What the exercise asks | In each of the records below, change every "point" to "dot" and write the lines out again with nothing else altered.

Records for the exercise |
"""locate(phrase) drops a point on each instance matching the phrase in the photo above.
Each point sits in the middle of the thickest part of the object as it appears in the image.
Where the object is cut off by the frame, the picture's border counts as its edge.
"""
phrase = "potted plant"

Result for this exercise |
"""locate(phrase) drops a dot on each instance matching the phrase in the photo above.
Each dot sits in the middle of the thickest part of the object as it appears in the image.
Where the object is cut off by the frame, the picture's border counts as its edge.
"""
phrase = "potted plant"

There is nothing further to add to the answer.